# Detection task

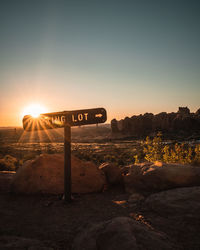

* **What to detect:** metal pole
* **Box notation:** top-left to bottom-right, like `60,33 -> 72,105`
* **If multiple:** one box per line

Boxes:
64,120 -> 72,202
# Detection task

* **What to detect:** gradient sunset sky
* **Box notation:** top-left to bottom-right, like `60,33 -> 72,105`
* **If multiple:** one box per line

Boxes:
0,0 -> 200,126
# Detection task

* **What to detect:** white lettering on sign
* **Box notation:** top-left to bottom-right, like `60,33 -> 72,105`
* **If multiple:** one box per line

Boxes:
72,113 -> 88,122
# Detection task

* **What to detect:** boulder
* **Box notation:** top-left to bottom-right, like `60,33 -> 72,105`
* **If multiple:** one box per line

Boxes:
11,154 -> 106,194
72,217 -> 174,250
145,187 -> 200,218
99,163 -> 122,185
143,187 -> 200,249
123,163 -> 200,193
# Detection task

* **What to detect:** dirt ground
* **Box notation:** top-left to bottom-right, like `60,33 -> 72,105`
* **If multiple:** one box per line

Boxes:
0,174 -> 133,249
0,173 -> 200,250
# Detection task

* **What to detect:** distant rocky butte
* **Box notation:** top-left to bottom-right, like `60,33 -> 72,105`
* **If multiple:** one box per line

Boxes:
111,107 -> 200,136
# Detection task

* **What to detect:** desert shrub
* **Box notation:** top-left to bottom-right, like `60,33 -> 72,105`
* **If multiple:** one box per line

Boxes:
140,133 -> 200,164
0,155 -> 19,171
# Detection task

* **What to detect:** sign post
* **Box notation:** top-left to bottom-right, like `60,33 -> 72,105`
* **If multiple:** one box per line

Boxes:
23,108 -> 107,202
64,121 -> 71,202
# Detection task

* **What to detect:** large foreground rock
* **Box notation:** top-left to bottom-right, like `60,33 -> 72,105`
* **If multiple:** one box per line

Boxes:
72,217 -> 174,250
123,163 -> 200,193
11,154 -> 105,194
99,162 -> 122,185
143,187 -> 200,250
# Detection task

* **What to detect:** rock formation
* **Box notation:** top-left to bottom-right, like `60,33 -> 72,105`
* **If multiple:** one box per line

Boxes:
123,163 -> 200,193
72,217 -> 174,250
11,154 -> 106,194
111,107 -> 200,136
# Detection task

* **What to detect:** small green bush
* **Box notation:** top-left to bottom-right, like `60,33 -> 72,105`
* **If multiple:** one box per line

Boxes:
139,133 -> 200,164
0,155 -> 19,171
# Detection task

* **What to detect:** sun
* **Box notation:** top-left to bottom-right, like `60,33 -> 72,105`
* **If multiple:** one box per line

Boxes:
23,103 -> 47,118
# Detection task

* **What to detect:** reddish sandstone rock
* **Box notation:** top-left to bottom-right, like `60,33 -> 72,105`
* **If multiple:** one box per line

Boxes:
123,163 -> 200,193
11,154 -> 106,194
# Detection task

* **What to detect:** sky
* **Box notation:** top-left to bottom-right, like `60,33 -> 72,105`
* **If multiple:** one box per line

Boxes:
0,0 -> 200,126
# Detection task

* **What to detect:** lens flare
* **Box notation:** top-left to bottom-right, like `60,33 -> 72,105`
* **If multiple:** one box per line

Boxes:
23,104 -> 47,118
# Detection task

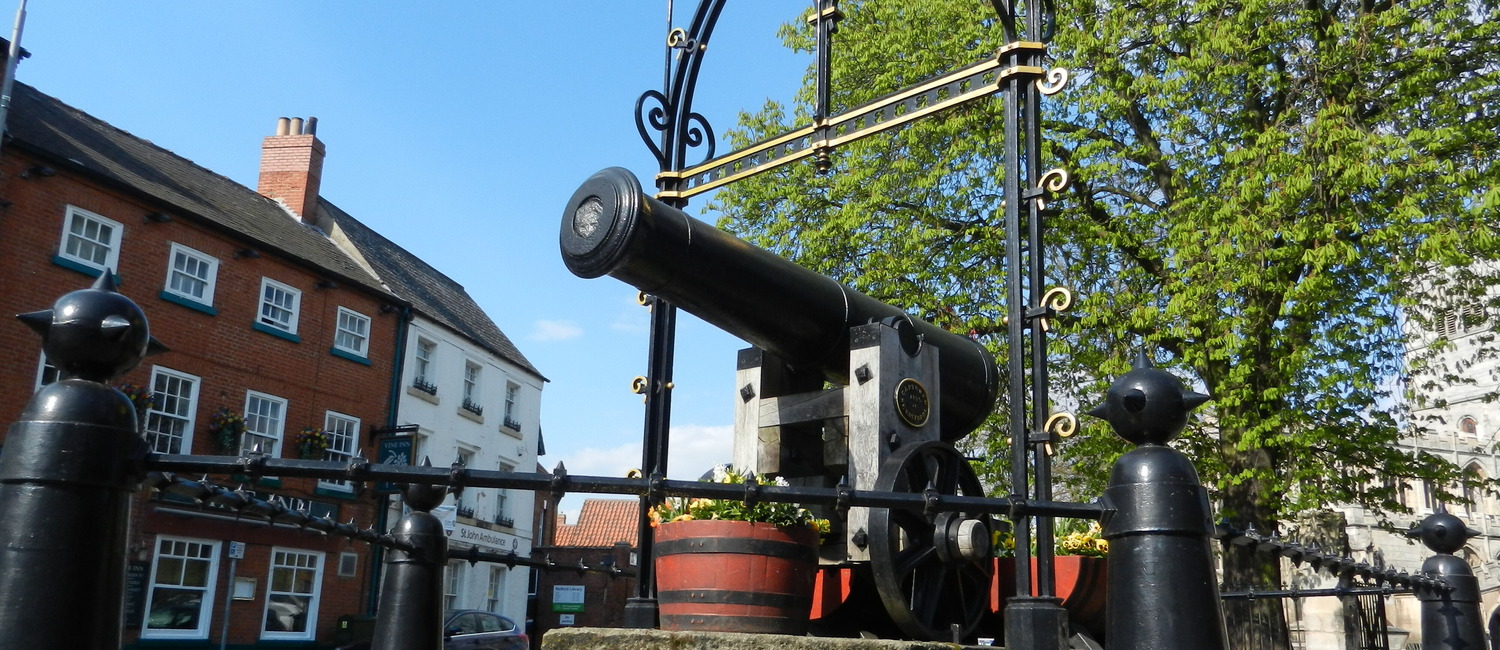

= Exercise brief =
Rewrite the rows from the start through the line containing "64,120 -> 72,202", changing "metal pole" to "steel pole" and keeping everything else the same. Omit the picture from your answer.

= Worked answer =
# Detection task


* **What to detect:** steel pole
* **Box notation:** top-left to bottom-right, like `60,33 -> 72,105`
* **If multiple:** one box per line

Boxes:
64,120 -> 72,202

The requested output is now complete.